## [What you need to do]
Copy every one of the entries below line for line, without changing a single character.
------------------------------------------------
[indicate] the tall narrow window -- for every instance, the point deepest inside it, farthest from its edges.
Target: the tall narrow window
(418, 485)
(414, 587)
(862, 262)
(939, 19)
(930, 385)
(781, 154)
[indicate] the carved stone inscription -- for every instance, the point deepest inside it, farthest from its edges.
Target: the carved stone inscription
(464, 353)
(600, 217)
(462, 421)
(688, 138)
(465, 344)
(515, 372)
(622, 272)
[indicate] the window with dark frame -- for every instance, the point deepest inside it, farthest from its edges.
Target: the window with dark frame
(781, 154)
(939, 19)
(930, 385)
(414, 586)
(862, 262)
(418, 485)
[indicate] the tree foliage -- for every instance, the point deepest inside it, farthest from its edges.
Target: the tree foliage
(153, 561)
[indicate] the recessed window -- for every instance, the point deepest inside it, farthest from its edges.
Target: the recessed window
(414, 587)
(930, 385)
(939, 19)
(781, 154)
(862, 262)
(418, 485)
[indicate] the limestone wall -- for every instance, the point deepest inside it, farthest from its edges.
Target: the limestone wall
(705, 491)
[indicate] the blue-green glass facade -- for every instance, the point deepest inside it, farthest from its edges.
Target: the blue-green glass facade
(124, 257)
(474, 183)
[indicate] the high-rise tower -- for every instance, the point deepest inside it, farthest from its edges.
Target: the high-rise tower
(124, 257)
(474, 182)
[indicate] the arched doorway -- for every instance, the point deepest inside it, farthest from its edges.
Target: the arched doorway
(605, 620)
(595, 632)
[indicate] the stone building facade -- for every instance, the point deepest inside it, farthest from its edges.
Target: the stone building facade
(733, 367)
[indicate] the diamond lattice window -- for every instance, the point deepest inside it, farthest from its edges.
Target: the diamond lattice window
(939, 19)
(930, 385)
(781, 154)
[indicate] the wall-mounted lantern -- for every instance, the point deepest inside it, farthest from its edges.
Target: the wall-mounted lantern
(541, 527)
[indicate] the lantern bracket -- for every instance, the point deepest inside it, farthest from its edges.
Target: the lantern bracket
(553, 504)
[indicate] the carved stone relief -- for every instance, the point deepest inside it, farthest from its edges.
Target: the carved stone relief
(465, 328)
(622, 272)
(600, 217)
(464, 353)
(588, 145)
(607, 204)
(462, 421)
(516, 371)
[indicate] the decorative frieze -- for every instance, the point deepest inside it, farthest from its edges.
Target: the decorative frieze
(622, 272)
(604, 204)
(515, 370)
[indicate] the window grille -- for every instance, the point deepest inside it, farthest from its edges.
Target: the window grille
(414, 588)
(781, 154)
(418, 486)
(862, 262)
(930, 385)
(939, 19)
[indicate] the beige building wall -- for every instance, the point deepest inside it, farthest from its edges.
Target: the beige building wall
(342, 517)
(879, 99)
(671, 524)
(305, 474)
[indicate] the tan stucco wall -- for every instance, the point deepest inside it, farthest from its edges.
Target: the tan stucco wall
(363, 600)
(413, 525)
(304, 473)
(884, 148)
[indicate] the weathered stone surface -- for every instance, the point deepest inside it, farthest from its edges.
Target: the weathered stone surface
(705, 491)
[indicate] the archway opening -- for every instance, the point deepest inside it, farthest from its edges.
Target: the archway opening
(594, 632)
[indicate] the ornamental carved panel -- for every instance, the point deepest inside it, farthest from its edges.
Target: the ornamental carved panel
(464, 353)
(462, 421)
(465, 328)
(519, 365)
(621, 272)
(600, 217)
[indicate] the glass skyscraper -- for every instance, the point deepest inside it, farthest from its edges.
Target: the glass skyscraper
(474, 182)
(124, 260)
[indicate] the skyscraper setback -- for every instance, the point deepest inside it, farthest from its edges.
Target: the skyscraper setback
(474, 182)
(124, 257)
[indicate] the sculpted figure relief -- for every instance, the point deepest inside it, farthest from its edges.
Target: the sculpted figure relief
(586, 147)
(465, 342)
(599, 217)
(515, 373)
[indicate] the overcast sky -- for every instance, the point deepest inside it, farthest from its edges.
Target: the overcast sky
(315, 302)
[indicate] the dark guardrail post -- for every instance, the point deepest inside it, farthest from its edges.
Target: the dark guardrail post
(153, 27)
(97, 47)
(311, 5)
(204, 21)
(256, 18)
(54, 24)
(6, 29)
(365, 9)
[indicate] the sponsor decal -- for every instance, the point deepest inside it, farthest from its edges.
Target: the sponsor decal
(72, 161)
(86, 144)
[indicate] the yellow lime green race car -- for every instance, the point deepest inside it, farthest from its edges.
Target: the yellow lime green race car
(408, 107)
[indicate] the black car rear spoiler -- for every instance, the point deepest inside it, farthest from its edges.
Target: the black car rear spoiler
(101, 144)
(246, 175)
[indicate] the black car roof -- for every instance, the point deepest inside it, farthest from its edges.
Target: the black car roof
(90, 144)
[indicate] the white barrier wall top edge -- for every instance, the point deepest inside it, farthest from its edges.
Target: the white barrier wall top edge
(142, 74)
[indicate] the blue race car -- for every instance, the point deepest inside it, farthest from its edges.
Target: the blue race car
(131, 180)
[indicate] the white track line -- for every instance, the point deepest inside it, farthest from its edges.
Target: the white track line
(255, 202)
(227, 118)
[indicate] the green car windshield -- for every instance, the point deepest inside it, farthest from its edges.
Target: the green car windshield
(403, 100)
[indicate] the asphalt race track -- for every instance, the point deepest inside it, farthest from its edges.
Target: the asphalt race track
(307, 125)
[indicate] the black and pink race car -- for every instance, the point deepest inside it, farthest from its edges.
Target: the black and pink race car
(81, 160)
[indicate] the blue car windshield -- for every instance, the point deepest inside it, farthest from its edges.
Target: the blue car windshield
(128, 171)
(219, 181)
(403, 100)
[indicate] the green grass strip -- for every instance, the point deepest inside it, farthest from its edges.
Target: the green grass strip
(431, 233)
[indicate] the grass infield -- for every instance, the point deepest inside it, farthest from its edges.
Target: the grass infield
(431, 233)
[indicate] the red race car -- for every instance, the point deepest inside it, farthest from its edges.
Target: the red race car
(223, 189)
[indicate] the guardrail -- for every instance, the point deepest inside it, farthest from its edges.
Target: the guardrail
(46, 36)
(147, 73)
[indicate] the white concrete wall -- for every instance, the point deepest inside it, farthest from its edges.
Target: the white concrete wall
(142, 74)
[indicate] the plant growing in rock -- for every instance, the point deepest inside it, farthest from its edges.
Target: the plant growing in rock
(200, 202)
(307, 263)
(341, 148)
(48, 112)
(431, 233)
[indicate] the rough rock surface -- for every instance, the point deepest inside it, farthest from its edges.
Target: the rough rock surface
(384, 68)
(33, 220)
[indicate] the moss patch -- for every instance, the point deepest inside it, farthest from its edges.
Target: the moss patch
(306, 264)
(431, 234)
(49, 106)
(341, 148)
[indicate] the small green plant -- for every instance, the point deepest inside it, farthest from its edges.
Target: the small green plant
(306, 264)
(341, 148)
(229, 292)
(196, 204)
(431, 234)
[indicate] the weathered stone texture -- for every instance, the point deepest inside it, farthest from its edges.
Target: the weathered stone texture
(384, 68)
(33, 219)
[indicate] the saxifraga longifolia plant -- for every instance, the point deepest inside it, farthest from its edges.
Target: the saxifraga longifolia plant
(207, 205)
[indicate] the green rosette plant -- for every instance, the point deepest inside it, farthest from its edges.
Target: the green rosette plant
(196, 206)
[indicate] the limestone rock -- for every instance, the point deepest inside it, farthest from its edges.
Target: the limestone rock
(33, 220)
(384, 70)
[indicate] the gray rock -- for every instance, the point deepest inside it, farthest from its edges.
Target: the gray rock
------------------------------------------------
## [The response]
[indicate] the tall narrow window -- for every instance, the point deepest inside it, farthest from its edges.
Target: the tall narrow window
(418, 485)
(414, 587)
(862, 262)
(939, 19)
(930, 385)
(781, 154)
[indicate] the carved stone inscription -- for every instance, the point deepest inside it, farthest from its edges.
Target: the carved stone inscription
(464, 353)
(600, 217)
(462, 421)
(688, 138)
(465, 344)
(515, 372)
(622, 272)
[indicate] the window with dark frame -- for every instance, the point deepest inside it, farthest from its edges.
Target: the window with dark frame
(781, 154)
(939, 19)
(930, 385)
(414, 586)
(862, 262)
(418, 485)
[indicate] the tree foliage -- for every instance, the point deepest inside it, farthest from its edges.
Target: the tree foliage
(153, 561)
[indicate] the recessed window -- for every instance, the point deepest inside it, farthest from its edges.
Target: the recessed window
(414, 587)
(930, 385)
(939, 19)
(781, 154)
(862, 262)
(418, 485)
[indicate] the limestone wall -- for every instance, the point deepest inside it, farthest from its edges.
Target: the limestone wall
(705, 491)
[indicate] the blue-green glass facade -- for every instance, the point deepest inside it, farthest from its edges.
Target: the blue-green glass facade
(124, 257)
(474, 183)
[indicate] the high-rise tower -- for every instance, the point deepest inside it, farthest from its edges.
Target: the high-rise tower
(124, 257)
(474, 182)
[indicate] the arched doorway -- for every instance, the point deepest inside it, farthest from its edges.
Target: the arched doorway
(605, 620)
(595, 632)
[indicate] the stone building facade -- for every instance, the point deepest inside it, farthest from its edges.
Target: the stone building facade
(733, 367)
[indicate] the diamond lattice window -- for every instance, the point deepest inside it, farthest from its edges.
Target: the diamond lattice window
(939, 19)
(930, 385)
(781, 154)
[indicate] the wall-mounted lantern -- for every instance, the point deepest inside it, farthest from its edges.
Target: the wall-mounted lantern
(541, 527)
[indicate] the lantern bracket -- for every instance, the point deepest inside it, farthest from its edges.
Target: the lantern bracket
(553, 504)
[indicate] the carved stone relief -- for every instance, the point deepest inside it, farthest from its edges.
Target: the carved stone relief
(465, 328)
(622, 272)
(600, 217)
(464, 353)
(588, 145)
(607, 204)
(462, 421)
(516, 371)
[indicate] the decorative frieze -- for every instance, the point deepest inside it, farthest from its edges.
Target: the decorative frieze
(622, 272)
(604, 204)
(515, 370)
[indicate] the window grille -- for every instance, the point deepest inside it, farthest from its edges.
Target: the window grille
(414, 588)
(781, 154)
(418, 486)
(862, 262)
(930, 385)
(939, 19)
[indicate] the beige building wall -- for every instance, the point deepest inside it, farthest from its edges.
Target: the beige building wall
(342, 517)
(879, 99)
(671, 524)
(305, 474)
[indicate] the tan stucco wall -- for every instance, the point deepest inside it, farthest from its edges.
Target: the tan stucco wall
(363, 600)
(413, 525)
(304, 473)
(884, 148)
[indicate] the weathered stone surface -- for every instance, the point deepest inside it, farthest from its edges.
Target: the weathered stone surface
(705, 491)
[indicate] the archway opening -- for every instance, the point deepest inside it, farthest from its edges.
Target: the archway opening
(594, 632)
[indicate] the ornamental carved panel -- for every instance, the point deepest inside it, farthest from its edges.
Target: the ornamental carved panel
(464, 353)
(462, 421)
(465, 328)
(519, 365)
(621, 272)
(600, 217)
[indicate] the glass skyscraper -- for every instance, the point deepest inside it, farthest from its edges.
Target: the glass skyscraper
(474, 182)
(124, 260)
[indicate] the skyscraper setback -- for every instance, the point deepest inside it, farthest from its edges.
Target: the skyscraper setback
(474, 182)
(124, 257)
[indicate] the sculpted figure relief -- for every instance, the point deepest inside it, farthest from its edges.
Target: the sculpted figure relief
(586, 147)
(465, 342)
(599, 217)
(515, 373)
[indicate] the overcast sky -- for every instance, the point deepest inside it, farthest from its edges.
Target: the overcast sky
(315, 302)
[indicate] the dark guardrail post -- for every instance, the point deepest inside it, farthest from its edges.
Target: the dark guardrail post
(153, 27)
(97, 47)
(311, 5)
(204, 21)
(256, 18)
(54, 24)
(6, 29)
(365, 9)
[indicate] the sponsor decal -- for every instance, the point deepest inside it, farthest from its edges.
Target: the sponsor decal
(72, 161)
(86, 144)
[indicate] the yellow lime green race car -- for every instance, the point deepest inside it, farthest from its edges.
Target: the yellow lime green race car
(408, 107)
[indicate] the black car rear spoiler -- for every instance, the point deepest inside it, farthest from its edges.
Target: the black car rear spoiler
(101, 144)
(246, 175)
[indicate] the black car roof -- for every instance, the point deepest inside it, farthest from its edges.
Target: the black car roof
(90, 144)
[indicate] the white barrier wall top edge -- for every instance, the point deepest inside it, farthest from its edges.
Target: the white barrier wall top edge
(142, 74)
[indicate] the blue race car -- for every instance, the point deepest inside it, farthest from its edges.
Target: the blue race car
(131, 180)
[indicate] the white track line -- for every instance, the point deepest inside it, farthest from its edges.
Target: the white track line
(255, 202)
(227, 118)
[indicate] the green car windshield -- for every instance, the point deepest inside it, farthest from its edges.
Target: the green car windshield
(403, 100)
[indicate] the asphalt race track -- for every instance, the point deepest inside it, farthest from its edges.
Target: the asphalt race track
(307, 125)
[indicate] the black and pink race car -- for every instance, the point deepest inside it, farthest from its edges.
Target: the black and pink race car
(81, 160)
[indicate] the blue car windshield -- for every instance, the point deepest inside it, farthest from its edges.
Target: the blue car windshield
(128, 171)
(219, 181)
(403, 100)
[indicate] the green grass strip -- for every instance, the point deepest inside it, farthest from its edges.
Target: the green grass strip
(431, 233)
[indicate] the grass infield -- for every instance, the point deepest inside it, farthest from its edges.
Target: the grass infield
(431, 233)
[indicate] the red race car -- for every instance, the point deepest inside it, farthest from its edges.
Target: the red race car
(223, 189)
[indicate] the guardrail -- for every instance, the point deepest inside it, farthest from its edges.
Target: the guardrail
(46, 36)
(147, 73)
[indicate] the white concrete wall -- for every instance, the point deepest inside it, farthest from its edges.
Target: the white concrete wall
(142, 74)
[indicate] the plant growing in rock -- for every instance, the point deepest inside it, farthest from its edges.
Target: the plant growing in rock
(200, 202)
(307, 263)
(341, 148)
(48, 112)
(431, 233)
[indicate] the rough rock surface -- for every instance, the point deepest inside it, farthest from its edges.
Target: the rough rock surface
(384, 68)
(33, 220)
[indicate] the moss patch -- for every instance, the point deepest inside it, farthest from its edges.
Target: the moss patch
(306, 264)
(431, 234)
(49, 106)
(341, 148)
[indicate] the small green plant -- for every instance, the point deepest inside it, farthest from its edges.
Target: the small green plant
(306, 264)
(341, 148)
(229, 292)
(196, 204)
(431, 234)
[indicate] the weathered stone texture -- for every instance, the point deepest inside it, farthest from its edges.
Target: the weathered stone texture
(384, 68)
(33, 219)
[indicate] the saxifraga longifolia plant -- for every instance, the point deepest inside it, farthest from its edges.
Target: the saxifraga longifolia plant
(207, 205)
[indicate] the green rosette plant -- for every instance, the point deepest inside it, farthest from its edges.
Target: the green rosette plant
(196, 206)
[indicate] the limestone rock -- for every instance, the point deepest inside it, farthest from its edges.
Target: the limestone rock
(33, 220)
(384, 70)
[indicate] the gray rock -- for every instance, the point deepest inside it, farthest from its edges.
Target: the gray rock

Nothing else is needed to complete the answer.